Exercise set:
1. In the passage on Soames, repeat the words from "The company whose" up to and including "says Management Today.".
2. Name every geographic place that appears in the passage on Soames.
3. Answer these from the passage on Soames:
(a) How many years did Soames stay at GEC?
(b) How much money did the DJ spot at Annabel's make him?
(c) In what year did he leave GEC?

Selected passage:
The company whose orange generators are now ubiquitous everywhere from Glastonbury to Ouagadougou has become the world's largest temporary power supplier.

Friends say that Soames is "both unawed and unconceited about his grandfather", with whom he dimly recalls playing cowboys and Indians. The fifth child of Mary and Christopher Soames (the last governor of Rhodesia), "he decided relatively early that he would plough his own furrow in business", says Management Today.

He took a third at Oxford, where he was president of the union largely because he was so busy running a DJ spot at Annabel's nightclub in Mayfair. It made him ten grand and gave him a taste for business. "You're never more in the driving seat than being on the turntables at a party."

Soames's first big job was at Arnold Weinstock's GEC , then a British manufacturing behemoth. He stayed for 15 years. Weinstock a notoriously mercurial character clearly took a shine to him and exerted "a huge and lasting influence".

Towards the end of his time, "Arnold made some appalling cock-ups", says Soames. But he credits the old man for his intolerance of flim-flam and twaddle. He left GEC with Weinstock in 1997 "for which read I was fired", and ultimately came a cropper at his next job at Misys. "I've been fired twice in my life. It's character-building."

Collected data entries:

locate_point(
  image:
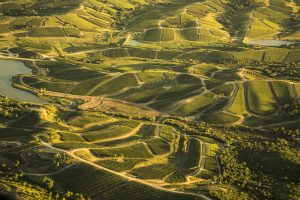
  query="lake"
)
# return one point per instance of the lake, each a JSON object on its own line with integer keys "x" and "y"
{"x": 8, "y": 69}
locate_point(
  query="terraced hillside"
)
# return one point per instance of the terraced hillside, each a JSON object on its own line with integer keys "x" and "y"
{"x": 151, "y": 99}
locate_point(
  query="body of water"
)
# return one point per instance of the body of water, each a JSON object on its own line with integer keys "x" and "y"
{"x": 8, "y": 69}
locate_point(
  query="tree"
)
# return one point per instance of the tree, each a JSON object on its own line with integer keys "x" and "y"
{"x": 48, "y": 182}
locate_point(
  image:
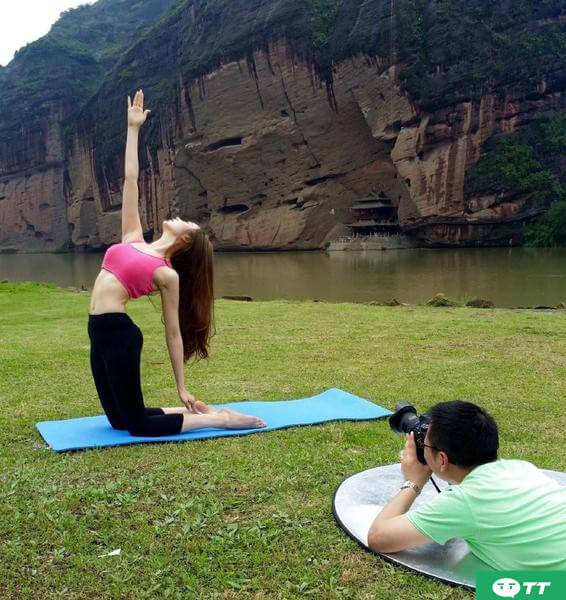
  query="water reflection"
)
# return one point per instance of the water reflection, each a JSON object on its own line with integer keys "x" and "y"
{"x": 509, "y": 277}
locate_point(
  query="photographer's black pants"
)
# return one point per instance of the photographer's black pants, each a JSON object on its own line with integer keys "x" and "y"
{"x": 115, "y": 351}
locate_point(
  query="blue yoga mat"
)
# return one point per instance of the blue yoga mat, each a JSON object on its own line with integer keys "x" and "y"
{"x": 331, "y": 405}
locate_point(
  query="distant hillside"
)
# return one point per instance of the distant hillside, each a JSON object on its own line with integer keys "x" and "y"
{"x": 271, "y": 118}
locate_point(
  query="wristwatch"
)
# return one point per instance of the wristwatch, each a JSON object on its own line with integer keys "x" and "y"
{"x": 410, "y": 484}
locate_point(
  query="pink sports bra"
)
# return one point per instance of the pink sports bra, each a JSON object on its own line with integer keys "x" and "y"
{"x": 133, "y": 267}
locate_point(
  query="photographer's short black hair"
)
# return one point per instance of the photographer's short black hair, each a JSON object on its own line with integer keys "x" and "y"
{"x": 466, "y": 432}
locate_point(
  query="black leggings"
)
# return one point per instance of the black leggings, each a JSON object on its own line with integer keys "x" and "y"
{"x": 115, "y": 350}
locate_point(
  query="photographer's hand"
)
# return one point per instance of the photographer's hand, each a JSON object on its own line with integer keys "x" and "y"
{"x": 412, "y": 469}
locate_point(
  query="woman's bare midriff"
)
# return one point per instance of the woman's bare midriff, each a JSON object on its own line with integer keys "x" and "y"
{"x": 108, "y": 294}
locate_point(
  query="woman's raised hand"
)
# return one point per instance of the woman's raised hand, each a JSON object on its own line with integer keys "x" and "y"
{"x": 136, "y": 114}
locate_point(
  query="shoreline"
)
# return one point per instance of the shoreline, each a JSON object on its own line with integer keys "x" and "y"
{"x": 437, "y": 301}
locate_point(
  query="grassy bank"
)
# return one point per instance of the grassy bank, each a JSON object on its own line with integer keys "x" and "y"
{"x": 245, "y": 517}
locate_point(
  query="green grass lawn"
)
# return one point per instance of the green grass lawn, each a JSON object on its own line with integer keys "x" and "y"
{"x": 245, "y": 517}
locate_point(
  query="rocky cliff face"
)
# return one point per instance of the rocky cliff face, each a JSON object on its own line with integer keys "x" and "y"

Solutions below:
1.
The company whose orange generators are now ubiquitous everywhere from Glastonbury to Ouagadougou has become the world's largest temporary power supplier.

Friends say that Soames is "both unawed and unconceited about his grandfather", with whom he dimly recalls playing cowboys and Indians. The fifth child of Mary and Christopher Soames (the last governor of Rhodesia), "he decided relatively early that he would plough his own furrow in business", says Management Today.

2.
Glastonbury
Ouagadougou
Rhodesia
Oxford
Mayfair

3.
(a) 15 years
(b) Ten grand
(c) 1997